/---
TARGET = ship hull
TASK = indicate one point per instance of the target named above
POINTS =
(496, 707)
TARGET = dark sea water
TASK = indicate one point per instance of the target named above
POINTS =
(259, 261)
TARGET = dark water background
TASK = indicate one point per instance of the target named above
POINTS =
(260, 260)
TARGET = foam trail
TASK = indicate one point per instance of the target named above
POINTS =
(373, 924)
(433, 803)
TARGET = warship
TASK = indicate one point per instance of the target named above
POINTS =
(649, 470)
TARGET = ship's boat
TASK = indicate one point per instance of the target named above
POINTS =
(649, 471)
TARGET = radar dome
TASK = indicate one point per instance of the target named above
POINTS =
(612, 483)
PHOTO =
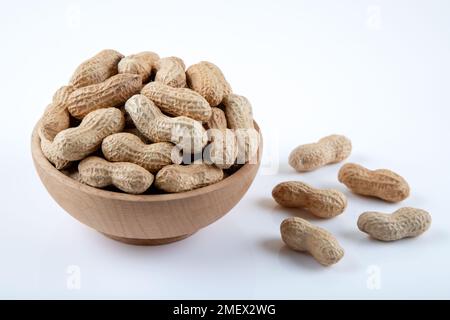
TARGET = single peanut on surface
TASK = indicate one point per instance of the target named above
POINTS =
(403, 223)
(381, 183)
(109, 93)
(178, 178)
(300, 235)
(178, 101)
(330, 149)
(96, 69)
(202, 79)
(184, 132)
(141, 63)
(126, 147)
(56, 117)
(238, 112)
(226, 88)
(126, 176)
(217, 120)
(171, 72)
(76, 143)
(323, 203)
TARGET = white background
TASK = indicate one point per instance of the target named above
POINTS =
(376, 71)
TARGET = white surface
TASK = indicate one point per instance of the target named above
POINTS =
(376, 71)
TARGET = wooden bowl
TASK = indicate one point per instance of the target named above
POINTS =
(143, 219)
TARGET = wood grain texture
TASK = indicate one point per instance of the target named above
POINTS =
(143, 219)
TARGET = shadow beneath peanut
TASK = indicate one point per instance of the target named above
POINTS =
(291, 258)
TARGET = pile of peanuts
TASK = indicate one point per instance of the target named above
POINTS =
(130, 122)
(301, 235)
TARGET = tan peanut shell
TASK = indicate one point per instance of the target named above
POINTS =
(403, 223)
(178, 178)
(141, 63)
(96, 69)
(185, 132)
(52, 155)
(56, 117)
(222, 151)
(126, 147)
(126, 176)
(178, 101)
(204, 81)
(110, 93)
(300, 235)
(217, 120)
(330, 149)
(171, 72)
(323, 203)
(238, 112)
(133, 130)
(76, 143)
(381, 183)
(226, 88)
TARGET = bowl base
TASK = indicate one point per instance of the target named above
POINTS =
(147, 242)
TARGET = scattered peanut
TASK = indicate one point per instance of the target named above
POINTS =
(76, 143)
(381, 183)
(185, 132)
(96, 69)
(403, 223)
(331, 149)
(178, 178)
(112, 92)
(142, 64)
(171, 72)
(125, 147)
(126, 176)
(178, 101)
(300, 235)
(202, 79)
(323, 203)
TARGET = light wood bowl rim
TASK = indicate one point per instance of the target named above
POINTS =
(42, 161)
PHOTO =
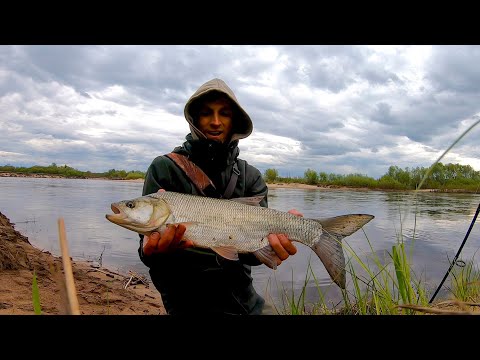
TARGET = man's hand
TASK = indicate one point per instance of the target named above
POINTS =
(281, 244)
(167, 241)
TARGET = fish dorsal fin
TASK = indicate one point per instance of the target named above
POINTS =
(267, 256)
(251, 200)
(228, 252)
(344, 225)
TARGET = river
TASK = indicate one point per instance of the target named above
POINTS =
(434, 223)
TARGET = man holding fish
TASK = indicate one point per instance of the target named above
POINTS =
(202, 282)
(204, 220)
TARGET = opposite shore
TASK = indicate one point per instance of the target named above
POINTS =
(270, 185)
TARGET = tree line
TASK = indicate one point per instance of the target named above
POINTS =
(441, 177)
(69, 172)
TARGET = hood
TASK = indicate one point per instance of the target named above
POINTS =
(243, 125)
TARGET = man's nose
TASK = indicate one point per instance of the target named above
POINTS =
(215, 119)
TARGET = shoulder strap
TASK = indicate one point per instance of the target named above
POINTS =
(233, 181)
(200, 179)
(195, 174)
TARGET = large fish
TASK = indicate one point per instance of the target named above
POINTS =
(234, 226)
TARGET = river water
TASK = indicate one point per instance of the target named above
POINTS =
(434, 224)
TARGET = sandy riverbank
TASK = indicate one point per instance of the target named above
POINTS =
(99, 290)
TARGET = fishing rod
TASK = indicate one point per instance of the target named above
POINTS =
(458, 253)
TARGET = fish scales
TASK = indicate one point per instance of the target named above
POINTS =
(229, 223)
(229, 227)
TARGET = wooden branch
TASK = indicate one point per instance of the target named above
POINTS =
(73, 308)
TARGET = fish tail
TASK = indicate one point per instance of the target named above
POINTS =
(328, 246)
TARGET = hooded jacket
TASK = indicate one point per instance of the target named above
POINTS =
(193, 281)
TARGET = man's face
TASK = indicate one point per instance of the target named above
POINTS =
(215, 120)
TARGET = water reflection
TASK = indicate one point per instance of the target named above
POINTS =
(434, 224)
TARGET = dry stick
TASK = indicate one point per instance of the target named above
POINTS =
(67, 267)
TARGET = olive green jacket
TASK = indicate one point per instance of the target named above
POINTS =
(190, 280)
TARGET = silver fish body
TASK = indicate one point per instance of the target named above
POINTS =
(235, 226)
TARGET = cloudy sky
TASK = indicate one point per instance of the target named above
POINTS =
(334, 109)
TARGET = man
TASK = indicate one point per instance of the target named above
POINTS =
(194, 280)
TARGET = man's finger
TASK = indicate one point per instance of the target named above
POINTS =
(150, 243)
(277, 246)
(179, 231)
(287, 244)
(166, 238)
(295, 212)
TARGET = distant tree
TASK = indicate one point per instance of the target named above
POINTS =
(311, 177)
(271, 175)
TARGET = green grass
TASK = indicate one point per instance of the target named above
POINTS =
(36, 296)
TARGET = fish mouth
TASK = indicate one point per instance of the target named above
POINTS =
(118, 215)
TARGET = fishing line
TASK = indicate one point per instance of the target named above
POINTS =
(454, 261)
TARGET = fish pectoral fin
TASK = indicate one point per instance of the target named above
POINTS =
(186, 223)
(252, 200)
(228, 252)
(267, 256)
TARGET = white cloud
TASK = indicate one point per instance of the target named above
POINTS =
(345, 109)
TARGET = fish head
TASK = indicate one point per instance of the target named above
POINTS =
(142, 215)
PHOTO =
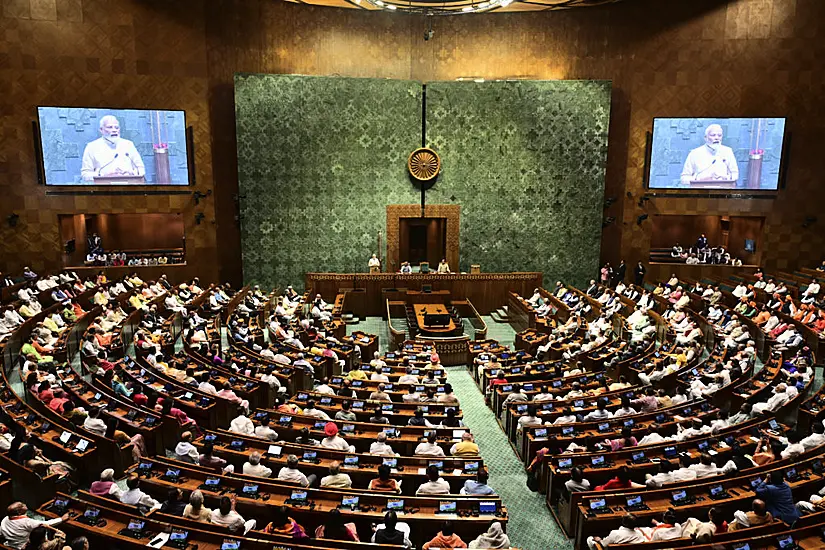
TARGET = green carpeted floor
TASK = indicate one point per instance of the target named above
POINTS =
(531, 526)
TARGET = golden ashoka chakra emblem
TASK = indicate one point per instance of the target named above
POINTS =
(424, 164)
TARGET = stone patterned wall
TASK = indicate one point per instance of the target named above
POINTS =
(526, 162)
(318, 161)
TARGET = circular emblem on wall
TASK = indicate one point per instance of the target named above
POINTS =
(424, 164)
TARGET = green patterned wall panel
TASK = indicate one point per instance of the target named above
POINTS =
(318, 160)
(526, 162)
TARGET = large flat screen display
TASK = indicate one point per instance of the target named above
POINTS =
(716, 153)
(92, 146)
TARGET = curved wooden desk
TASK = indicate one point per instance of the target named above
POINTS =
(423, 310)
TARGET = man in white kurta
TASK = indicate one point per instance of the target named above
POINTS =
(111, 155)
(711, 161)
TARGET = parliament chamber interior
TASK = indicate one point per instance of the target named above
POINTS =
(339, 274)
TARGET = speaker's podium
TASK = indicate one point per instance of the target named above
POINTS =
(119, 180)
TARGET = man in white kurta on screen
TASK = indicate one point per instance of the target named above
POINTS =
(711, 161)
(110, 154)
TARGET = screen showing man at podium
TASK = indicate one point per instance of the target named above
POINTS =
(84, 146)
(727, 153)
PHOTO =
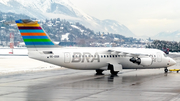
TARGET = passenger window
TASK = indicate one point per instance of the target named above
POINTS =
(165, 55)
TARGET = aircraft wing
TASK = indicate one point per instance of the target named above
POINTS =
(126, 53)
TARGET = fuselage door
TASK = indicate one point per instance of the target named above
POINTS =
(159, 57)
(67, 57)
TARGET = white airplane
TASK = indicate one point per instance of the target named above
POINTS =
(41, 47)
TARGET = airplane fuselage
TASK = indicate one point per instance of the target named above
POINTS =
(98, 58)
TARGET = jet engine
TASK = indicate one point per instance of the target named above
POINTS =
(141, 61)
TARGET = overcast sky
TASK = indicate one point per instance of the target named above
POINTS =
(142, 17)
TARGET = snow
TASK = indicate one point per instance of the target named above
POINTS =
(16, 51)
(41, 9)
(23, 64)
(65, 36)
(74, 26)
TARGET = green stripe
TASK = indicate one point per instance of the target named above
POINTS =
(37, 40)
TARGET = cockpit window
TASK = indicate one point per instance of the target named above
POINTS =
(165, 55)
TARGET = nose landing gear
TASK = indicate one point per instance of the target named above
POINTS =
(165, 70)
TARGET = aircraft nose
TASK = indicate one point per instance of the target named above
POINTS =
(172, 62)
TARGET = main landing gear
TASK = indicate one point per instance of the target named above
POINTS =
(165, 70)
(111, 68)
(99, 72)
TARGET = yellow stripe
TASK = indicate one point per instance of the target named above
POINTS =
(27, 25)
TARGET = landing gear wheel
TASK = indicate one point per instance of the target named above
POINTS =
(111, 68)
(99, 71)
(114, 72)
(165, 70)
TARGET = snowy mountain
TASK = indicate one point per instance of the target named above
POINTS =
(171, 36)
(46, 9)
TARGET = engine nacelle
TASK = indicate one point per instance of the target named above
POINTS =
(142, 61)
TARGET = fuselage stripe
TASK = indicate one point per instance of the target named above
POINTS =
(35, 37)
(37, 40)
(39, 43)
(31, 31)
(33, 34)
(29, 27)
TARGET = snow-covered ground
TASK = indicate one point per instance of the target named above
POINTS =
(21, 63)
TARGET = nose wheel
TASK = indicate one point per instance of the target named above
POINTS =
(165, 70)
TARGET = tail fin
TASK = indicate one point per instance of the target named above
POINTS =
(33, 35)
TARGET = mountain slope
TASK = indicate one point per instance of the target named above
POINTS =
(171, 36)
(46, 9)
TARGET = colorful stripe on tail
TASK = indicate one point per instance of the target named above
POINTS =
(32, 34)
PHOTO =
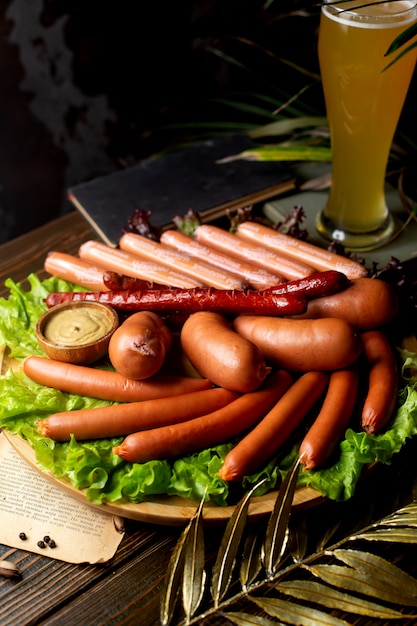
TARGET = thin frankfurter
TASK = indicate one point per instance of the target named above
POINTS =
(265, 440)
(209, 430)
(120, 261)
(256, 277)
(203, 272)
(220, 354)
(106, 384)
(297, 249)
(271, 260)
(334, 416)
(123, 419)
(367, 304)
(190, 300)
(302, 345)
(381, 397)
(75, 270)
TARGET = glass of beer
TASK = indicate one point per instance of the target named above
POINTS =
(363, 101)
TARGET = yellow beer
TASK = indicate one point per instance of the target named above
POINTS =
(363, 105)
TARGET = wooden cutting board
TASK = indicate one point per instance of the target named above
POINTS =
(169, 510)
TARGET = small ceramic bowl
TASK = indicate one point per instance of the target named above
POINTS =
(77, 332)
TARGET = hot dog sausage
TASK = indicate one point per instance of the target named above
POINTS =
(264, 441)
(138, 347)
(202, 432)
(368, 303)
(381, 396)
(123, 419)
(220, 354)
(198, 270)
(75, 270)
(105, 384)
(255, 254)
(302, 345)
(256, 277)
(329, 426)
(119, 261)
(298, 249)
(191, 300)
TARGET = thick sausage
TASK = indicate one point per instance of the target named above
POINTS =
(209, 430)
(257, 255)
(265, 440)
(198, 270)
(220, 354)
(302, 345)
(123, 419)
(122, 262)
(75, 270)
(256, 277)
(381, 396)
(367, 304)
(298, 249)
(105, 384)
(334, 416)
(138, 347)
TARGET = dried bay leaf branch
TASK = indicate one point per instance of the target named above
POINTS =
(226, 557)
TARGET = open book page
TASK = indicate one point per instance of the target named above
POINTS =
(33, 508)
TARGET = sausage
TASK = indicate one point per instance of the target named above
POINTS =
(314, 286)
(123, 419)
(257, 255)
(138, 347)
(114, 281)
(105, 384)
(367, 304)
(220, 354)
(190, 300)
(302, 345)
(265, 440)
(117, 260)
(209, 430)
(75, 270)
(198, 270)
(381, 397)
(297, 249)
(256, 277)
(334, 416)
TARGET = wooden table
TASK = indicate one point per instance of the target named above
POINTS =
(127, 590)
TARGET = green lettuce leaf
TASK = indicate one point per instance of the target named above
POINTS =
(105, 477)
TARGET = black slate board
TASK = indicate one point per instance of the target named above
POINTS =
(172, 185)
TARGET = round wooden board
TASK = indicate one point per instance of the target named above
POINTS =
(168, 510)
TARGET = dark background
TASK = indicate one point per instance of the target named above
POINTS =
(88, 87)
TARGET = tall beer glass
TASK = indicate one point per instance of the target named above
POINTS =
(363, 104)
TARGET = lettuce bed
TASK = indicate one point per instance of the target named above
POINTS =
(107, 478)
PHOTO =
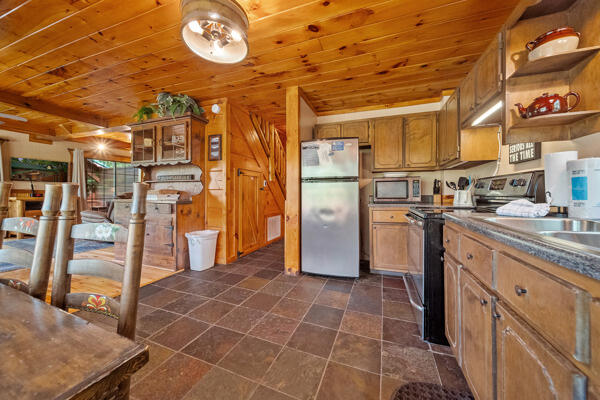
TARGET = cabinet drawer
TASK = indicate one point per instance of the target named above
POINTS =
(477, 258)
(551, 305)
(451, 239)
(390, 215)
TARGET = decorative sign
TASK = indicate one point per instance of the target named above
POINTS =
(214, 149)
(521, 152)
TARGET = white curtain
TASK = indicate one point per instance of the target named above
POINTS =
(3, 175)
(79, 177)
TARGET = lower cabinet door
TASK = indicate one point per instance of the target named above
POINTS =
(390, 247)
(451, 304)
(528, 367)
(476, 346)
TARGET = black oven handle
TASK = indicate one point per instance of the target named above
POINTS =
(412, 220)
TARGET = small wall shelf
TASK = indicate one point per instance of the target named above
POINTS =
(559, 62)
(553, 119)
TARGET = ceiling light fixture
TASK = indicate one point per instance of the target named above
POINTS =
(216, 30)
(13, 117)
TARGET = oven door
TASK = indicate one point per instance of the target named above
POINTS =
(415, 278)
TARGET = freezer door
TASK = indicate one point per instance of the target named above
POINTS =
(330, 158)
(330, 229)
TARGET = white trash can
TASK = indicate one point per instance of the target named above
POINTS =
(203, 246)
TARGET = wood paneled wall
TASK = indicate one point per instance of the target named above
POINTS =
(233, 123)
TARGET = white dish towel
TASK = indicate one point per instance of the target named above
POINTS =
(524, 208)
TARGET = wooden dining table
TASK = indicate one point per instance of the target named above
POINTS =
(47, 353)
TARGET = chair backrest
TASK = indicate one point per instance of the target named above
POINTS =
(40, 260)
(125, 310)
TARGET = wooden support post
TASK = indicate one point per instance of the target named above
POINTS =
(292, 200)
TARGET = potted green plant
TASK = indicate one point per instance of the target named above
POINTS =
(168, 104)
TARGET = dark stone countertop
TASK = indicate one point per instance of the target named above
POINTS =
(559, 252)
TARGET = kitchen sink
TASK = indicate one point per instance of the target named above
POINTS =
(538, 225)
(588, 239)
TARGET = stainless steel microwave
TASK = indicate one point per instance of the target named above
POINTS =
(390, 190)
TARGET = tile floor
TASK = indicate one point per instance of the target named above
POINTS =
(246, 331)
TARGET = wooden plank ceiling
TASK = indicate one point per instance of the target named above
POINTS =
(76, 65)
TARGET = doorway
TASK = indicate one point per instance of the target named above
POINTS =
(248, 211)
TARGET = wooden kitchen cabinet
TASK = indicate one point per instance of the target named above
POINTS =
(359, 129)
(143, 144)
(420, 141)
(166, 141)
(451, 271)
(388, 151)
(328, 131)
(467, 97)
(476, 345)
(528, 367)
(488, 78)
(388, 237)
(449, 134)
(389, 247)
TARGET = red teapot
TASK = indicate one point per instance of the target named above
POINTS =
(548, 104)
\---
• **TASK DIRECTIONS**
Quote the lines of the listing above that run from the line with "TARGET = wooden plank ceiling" through its last line, both included, and nothing else.

• **EXERCISE RESPONSE**
TARGET = wooden plank ceiling
TASK = indicate one point per instance of the target named above
POINTS =
(76, 65)
TARGET = doorway
TASK = indicate one point per instance of the target named above
POINTS =
(248, 211)
TARGET = wooden kitchen cabinet
TASK = indicate one point per instance of the target named above
POINTS =
(359, 129)
(143, 144)
(420, 141)
(166, 141)
(451, 271)
(388, 151)
(328, 131)
(467, 97)
(476, 345)
(528, 367)
(488, 78)
(388, 237)
(449, 134)
(389, 247)
TARGET = red teapot
TASK = indicate one point per instance of the target named above
POINTS =
(548, 104)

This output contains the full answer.